Now Is not the Time to Stoke an Insurgency in Afghanistan
Lately I’ve noticed growing chatter in foreign policy circles about supporting the National Resistance Front, which is the leading anti-Taliban movement in Afghanistan. The NRF is an armed group based in the Panjshir valley, about a 90-minute drive northeast of Kabul. The head of the NRF is Ahmad Massoud, son of the legendary Mujahideen commander and anti-Taliban leader Ahmad Shah Massoud, who was assassinated two days before 9/11.
The Panjshir Valley is first of all a beautiful place where the Panjshir River carves its way through rugged mountains. The entrance at the southwest end of the valley is a geological choke-point that makes the valley difficult to invade. Hence, neither the Soviets nor the Taliban ever wrested control of the territory.
That’s why the Panjshir is now home to the National Resistance Front, which has also been able to grab some territory in other portions of northeast Afghanistan.
Details on the size and strength of the NRF are scant. There are other anti-Taliban militias in Afghanistan led by former warlords and there are former Afghan forces eager to take on the Taliban. There have been multiple clashes this year, but nothing that has threatened the Taliban’s grip on power.
It is completely understandable that there are those, including former Trump National Security Advisor John Bolton, who advocate supporting the NRF and any other anti-Taliban forces. The question is, what kind of support and to what end?

────

* _What is asked_
1: In the article about the anti-Taliban resistance in Afghanistan, translate the sentence "Details on the size and strength of the NRF are scant." into Spanish.
2: Write a continuation of the article about the anti-Taliban resistance in Afghanistan, starting right after its last sentence.

────

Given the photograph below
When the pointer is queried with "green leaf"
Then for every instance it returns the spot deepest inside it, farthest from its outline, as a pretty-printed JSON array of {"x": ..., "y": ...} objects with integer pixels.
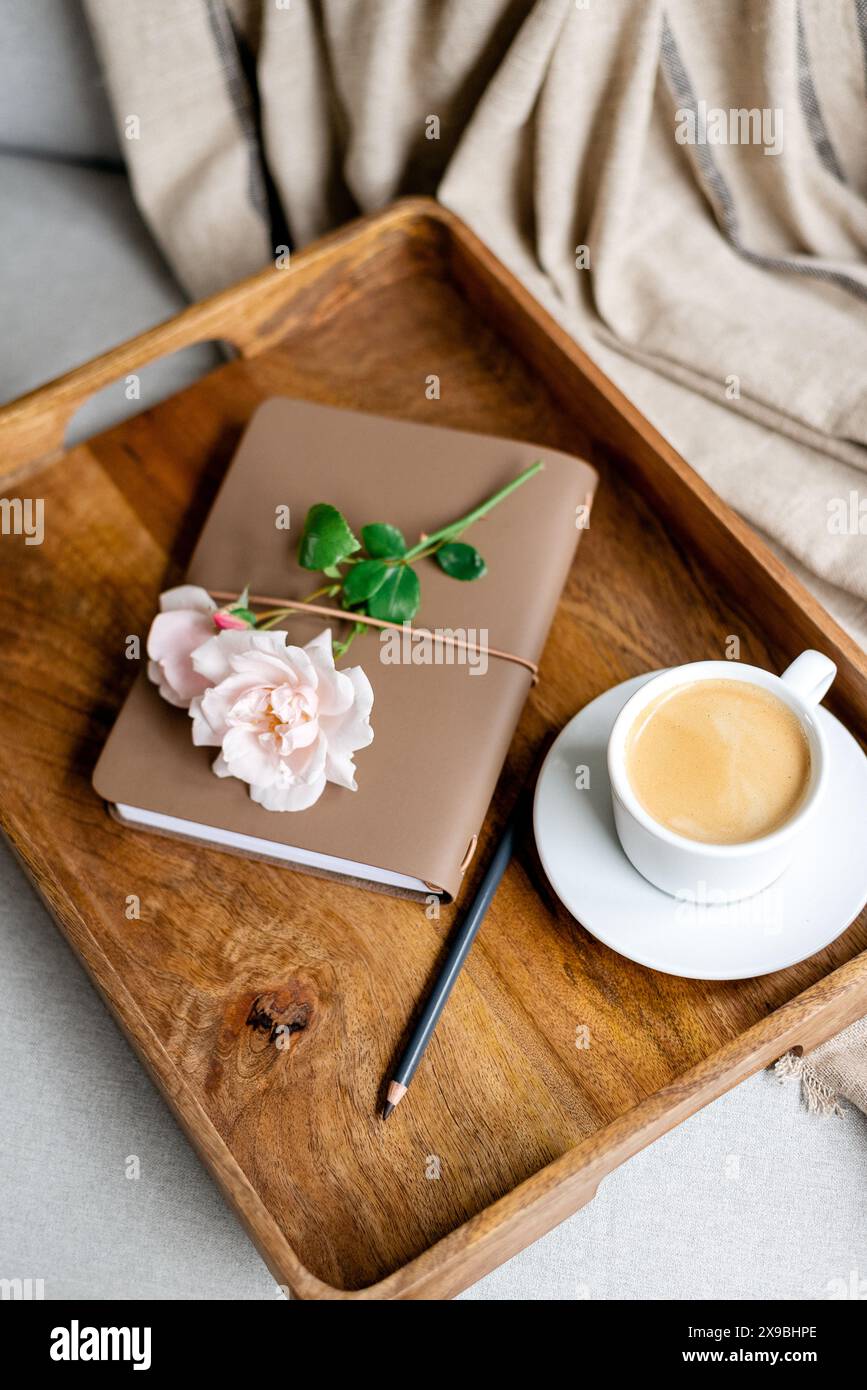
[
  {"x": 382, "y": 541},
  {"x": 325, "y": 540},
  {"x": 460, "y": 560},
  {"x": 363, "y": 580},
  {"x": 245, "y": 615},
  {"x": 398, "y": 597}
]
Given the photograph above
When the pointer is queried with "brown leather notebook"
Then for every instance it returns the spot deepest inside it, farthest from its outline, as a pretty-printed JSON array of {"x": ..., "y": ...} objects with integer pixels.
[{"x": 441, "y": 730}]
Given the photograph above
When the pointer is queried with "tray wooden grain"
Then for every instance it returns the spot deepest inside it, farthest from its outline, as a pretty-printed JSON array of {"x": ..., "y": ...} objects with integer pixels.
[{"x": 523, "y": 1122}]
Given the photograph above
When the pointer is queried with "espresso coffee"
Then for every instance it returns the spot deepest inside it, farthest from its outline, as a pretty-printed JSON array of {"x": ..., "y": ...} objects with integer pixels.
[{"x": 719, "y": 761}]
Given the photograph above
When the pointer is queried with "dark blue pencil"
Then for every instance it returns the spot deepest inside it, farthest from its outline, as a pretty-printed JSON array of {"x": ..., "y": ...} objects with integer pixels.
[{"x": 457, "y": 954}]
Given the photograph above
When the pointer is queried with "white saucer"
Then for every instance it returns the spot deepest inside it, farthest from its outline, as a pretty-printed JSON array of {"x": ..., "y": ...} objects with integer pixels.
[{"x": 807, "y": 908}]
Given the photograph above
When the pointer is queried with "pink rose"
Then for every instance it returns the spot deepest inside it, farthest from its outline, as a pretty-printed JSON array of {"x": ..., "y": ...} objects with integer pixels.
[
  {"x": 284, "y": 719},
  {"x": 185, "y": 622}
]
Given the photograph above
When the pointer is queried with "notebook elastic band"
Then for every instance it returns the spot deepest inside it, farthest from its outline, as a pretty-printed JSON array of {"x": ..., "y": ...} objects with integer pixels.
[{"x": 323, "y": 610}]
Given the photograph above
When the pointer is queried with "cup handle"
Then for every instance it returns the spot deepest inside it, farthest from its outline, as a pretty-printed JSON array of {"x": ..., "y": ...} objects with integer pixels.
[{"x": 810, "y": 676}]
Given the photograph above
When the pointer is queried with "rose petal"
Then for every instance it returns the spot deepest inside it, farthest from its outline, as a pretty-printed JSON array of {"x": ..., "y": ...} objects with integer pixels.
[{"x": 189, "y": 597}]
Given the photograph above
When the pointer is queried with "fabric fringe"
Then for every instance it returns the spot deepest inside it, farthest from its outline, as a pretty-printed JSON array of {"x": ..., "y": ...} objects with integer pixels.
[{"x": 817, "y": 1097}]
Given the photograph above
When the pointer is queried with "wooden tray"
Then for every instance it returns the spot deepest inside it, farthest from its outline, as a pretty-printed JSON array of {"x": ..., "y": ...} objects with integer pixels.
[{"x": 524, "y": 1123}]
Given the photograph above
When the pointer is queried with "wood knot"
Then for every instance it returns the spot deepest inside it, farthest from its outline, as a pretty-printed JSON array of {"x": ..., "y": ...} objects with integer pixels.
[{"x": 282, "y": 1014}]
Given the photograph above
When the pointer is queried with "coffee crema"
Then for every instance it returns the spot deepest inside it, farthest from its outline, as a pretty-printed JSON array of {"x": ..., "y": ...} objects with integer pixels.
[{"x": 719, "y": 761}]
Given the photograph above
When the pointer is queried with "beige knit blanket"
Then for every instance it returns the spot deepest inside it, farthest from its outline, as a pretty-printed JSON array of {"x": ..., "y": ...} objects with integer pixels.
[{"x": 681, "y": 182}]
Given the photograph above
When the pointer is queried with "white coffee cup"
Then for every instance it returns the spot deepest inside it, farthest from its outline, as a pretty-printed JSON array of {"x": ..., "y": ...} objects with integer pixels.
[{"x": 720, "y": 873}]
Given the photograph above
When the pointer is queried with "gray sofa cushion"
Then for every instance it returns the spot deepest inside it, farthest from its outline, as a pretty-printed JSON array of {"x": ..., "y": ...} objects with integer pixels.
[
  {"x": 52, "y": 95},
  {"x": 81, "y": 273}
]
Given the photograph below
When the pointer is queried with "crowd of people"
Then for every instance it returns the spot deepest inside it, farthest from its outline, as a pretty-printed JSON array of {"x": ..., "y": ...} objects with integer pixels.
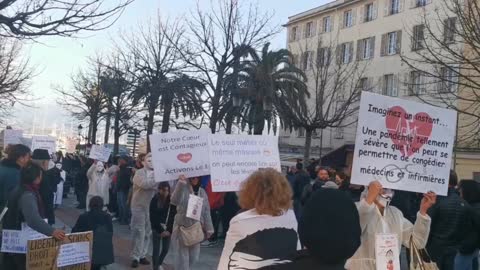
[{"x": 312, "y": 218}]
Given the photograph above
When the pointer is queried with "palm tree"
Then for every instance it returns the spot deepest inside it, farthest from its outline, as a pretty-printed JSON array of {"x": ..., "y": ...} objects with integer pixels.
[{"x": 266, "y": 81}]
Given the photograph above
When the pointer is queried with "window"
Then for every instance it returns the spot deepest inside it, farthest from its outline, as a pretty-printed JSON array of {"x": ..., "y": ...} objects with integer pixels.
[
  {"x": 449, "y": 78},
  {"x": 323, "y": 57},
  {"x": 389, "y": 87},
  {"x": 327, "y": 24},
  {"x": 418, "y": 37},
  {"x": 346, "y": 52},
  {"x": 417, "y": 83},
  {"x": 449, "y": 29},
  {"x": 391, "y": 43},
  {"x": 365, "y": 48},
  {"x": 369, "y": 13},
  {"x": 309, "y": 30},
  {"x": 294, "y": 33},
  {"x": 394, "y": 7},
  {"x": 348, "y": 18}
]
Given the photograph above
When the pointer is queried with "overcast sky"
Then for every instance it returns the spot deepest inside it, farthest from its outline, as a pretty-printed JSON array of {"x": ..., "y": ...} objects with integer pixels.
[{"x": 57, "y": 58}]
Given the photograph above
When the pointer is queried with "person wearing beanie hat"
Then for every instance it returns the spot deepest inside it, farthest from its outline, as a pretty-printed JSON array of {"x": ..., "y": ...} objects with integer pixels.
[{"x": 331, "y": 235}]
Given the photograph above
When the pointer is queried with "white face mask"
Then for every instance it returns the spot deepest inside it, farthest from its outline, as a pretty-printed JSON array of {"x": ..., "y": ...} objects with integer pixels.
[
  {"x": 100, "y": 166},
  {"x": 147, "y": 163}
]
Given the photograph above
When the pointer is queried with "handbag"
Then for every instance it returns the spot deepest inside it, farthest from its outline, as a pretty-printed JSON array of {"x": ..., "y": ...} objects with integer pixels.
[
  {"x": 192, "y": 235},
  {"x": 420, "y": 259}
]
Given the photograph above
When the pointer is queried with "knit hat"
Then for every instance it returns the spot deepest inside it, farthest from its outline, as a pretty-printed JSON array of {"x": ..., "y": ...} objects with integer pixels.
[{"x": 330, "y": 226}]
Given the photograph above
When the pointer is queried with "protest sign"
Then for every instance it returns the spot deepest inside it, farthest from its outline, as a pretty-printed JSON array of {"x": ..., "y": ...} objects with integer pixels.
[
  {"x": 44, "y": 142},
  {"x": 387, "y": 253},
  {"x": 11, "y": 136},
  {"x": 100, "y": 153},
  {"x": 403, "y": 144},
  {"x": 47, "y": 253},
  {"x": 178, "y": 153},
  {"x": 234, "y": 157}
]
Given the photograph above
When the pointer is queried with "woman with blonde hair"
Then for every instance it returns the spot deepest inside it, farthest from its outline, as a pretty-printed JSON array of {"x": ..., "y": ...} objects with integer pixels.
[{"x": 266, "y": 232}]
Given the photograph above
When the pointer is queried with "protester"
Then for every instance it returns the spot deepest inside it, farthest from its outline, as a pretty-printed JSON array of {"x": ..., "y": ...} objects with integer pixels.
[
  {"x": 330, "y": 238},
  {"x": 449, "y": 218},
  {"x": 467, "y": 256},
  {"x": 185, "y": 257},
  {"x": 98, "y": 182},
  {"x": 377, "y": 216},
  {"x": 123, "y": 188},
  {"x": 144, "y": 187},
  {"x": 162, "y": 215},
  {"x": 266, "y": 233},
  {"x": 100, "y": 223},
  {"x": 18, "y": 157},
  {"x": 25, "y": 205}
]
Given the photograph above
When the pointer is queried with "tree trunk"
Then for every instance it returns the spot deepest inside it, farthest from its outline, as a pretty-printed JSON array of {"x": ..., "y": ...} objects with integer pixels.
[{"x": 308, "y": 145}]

────

* _Set of answers_
1: Los detalles sobre el tamaño y la fuerza del NRF son escasos.

2:
No reasonable person wants to see the Taliban stay in power. It is a brutal regime that surprised no one when it dismissed pledges to be more moderate and treat Afghans, particularly women, better than it did during its first reign from 1996-2001. It has been as draconian, if not more so in many ways, than it was the first time it ruled the country.
Furthermore, the Taliban has not honored the intent of the 2020 Doha agreement it signed with the Trump administration. That agreement was fuzzy and flawed to begin with and it allowed each party to read what it wanted in the text.
U.S. negotiators intended for the agreement to trade a U.S. withdrawal from Afghanistan for the Taliban’s commitment to cut ties with terrorist groups and ensure that terrorists never use Afghan soil again to recruit, train, plan, and facilitate attacks against the United States, its allies, or its interests.
The problem is, the Taliban was not in compliance with the agreement in February 2020 when the deal was signed, and it was not in compliance when the Biden administration followed through with the agreement and withdrew U.S. forces.
While the Taliban and the Afghan faction of ISIS are enemies and the Taliban has actively fought ISIS, the Taliban and al-Qaeda maintain close ties. That was evident when a U.S. drone strike killed al-Qaeda leader Ayman al-Zawahiri as he stood on the balcony of a posh house in a Kabul neighborhood. Making things worse, the house was owned by an aide to Taliban Interior Minister Sirajuddin Haqqani, a designated terrorist himself. It is absurd at best for the Taliban to claim they were unaware that the leader of al-Qaeda was hanging out in the center of Kabul, about a mile from the former U.S. embassy and less than a mile from where I lived in the city.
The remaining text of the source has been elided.